+++ Supplied records
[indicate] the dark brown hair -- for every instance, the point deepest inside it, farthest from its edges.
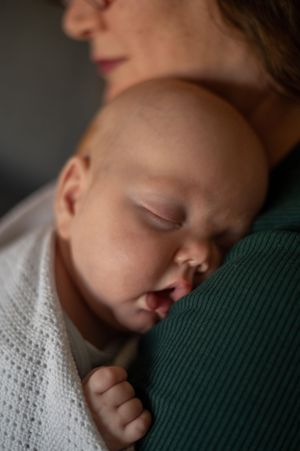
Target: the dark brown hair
(273, 27)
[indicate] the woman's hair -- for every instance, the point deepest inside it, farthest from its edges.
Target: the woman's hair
(273, 27)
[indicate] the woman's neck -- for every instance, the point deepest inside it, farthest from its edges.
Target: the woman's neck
(275, 118)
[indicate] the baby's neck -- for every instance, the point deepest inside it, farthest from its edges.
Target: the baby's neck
(93, 329)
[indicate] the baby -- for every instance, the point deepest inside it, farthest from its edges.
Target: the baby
(168, 179)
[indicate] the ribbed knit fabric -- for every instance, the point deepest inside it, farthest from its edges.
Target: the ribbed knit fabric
(221, 372)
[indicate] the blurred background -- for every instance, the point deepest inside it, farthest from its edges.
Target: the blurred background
(48, 93)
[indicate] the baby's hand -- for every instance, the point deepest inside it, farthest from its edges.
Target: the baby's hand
(120, 417)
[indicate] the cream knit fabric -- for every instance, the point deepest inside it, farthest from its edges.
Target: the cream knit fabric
(41, 402)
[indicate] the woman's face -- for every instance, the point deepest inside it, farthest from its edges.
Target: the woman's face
(134, 40)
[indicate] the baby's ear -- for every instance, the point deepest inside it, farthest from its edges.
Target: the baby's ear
(71, 188)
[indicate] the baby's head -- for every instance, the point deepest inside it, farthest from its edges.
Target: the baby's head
(169, 178)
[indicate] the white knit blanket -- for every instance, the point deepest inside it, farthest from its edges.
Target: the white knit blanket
(41, 401)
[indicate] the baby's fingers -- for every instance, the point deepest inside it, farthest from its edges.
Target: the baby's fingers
(102, 379)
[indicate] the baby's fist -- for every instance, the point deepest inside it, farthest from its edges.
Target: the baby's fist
(119, 415)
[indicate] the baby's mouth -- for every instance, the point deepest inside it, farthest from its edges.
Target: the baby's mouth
(160, 301)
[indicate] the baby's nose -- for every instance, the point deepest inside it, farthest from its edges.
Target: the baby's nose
(198, 257)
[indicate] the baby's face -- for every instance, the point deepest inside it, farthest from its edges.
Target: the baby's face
(153, 221)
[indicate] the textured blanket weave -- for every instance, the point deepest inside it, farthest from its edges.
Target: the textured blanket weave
(41, 401)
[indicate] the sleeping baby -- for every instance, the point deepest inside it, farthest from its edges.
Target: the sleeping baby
(167, 180)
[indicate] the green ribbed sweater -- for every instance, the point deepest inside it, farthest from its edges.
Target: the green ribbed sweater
(221, 372)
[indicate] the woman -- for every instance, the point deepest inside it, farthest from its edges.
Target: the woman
(220, 372)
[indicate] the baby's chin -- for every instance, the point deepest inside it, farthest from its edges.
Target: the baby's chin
(140, 323)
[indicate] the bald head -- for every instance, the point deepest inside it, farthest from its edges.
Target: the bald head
(161, 120)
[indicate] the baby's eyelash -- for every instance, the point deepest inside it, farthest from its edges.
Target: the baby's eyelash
(166, 223)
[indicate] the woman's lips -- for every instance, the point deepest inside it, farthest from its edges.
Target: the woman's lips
(105, 66)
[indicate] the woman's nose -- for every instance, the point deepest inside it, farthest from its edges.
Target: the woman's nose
(82, 19)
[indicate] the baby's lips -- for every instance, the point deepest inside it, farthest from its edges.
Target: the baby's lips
(159, 300)
(181, 289)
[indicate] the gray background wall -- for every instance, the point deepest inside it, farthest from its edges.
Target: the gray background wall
(48, 93)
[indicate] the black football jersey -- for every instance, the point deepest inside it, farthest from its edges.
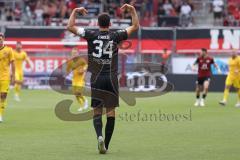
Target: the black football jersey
(103, 50)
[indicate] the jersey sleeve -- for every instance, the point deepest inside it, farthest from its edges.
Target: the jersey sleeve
(25, 56)
(121, 35)
(197, 61)
(212, 61)
(11, 55)
(85, 33)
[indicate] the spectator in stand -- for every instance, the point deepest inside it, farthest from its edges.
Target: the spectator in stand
(217, 8)
(149, 8)
(185, 14)
(38, 14)
(9, 14)
(17, 12)
(168, 7)
(165, 57)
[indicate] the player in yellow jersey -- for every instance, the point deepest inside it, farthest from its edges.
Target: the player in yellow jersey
(78, 66)
(233, 78)
(20, 56)
(6, 62)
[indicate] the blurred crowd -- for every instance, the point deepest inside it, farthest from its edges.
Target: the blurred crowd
(232, 17)
(42, 12)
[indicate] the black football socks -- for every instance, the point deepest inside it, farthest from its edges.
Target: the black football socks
++++++
▶ What you will do
Copy out word for word the rows from the line containing "[indicate] the jersey" through the end of the rows.

▶ Full solution
[indicate] the jersey sleeve -- for every instance, the point deepest inside it, farthest from its edges.
Target: the jersey sleeve
(25, 56)
(121, 35)
(197, 61)
(212, 61)
(11, 55)
(85, 33)
[indicate] the spectator in stand -- for every instance, the point deepest inside it, farthest from its edges.
Target: the spectator in stand
(217, 8)
(149, 8)
(185, 14)
(38, 14)
(9, 14)
(17, 12)
(168, 7)
(165, 57)
[indicate] the player in yellow jersey -- for every instance, the point deepest inside it, farthest from its edges.
Target: the player in yellow jersey
(78, 66)
(233, 78)
(20, 56)
(6, 62)
[indicate] the blurred crowd -- for every instance, the point deepest inside it, farthest from its edges.
Target: the blurred crowd
(232, 17)
(42, 12)
[indicate] the black football socks -- for every instance, the point deepest inside it, farthest from its edges.
Target: the black football socks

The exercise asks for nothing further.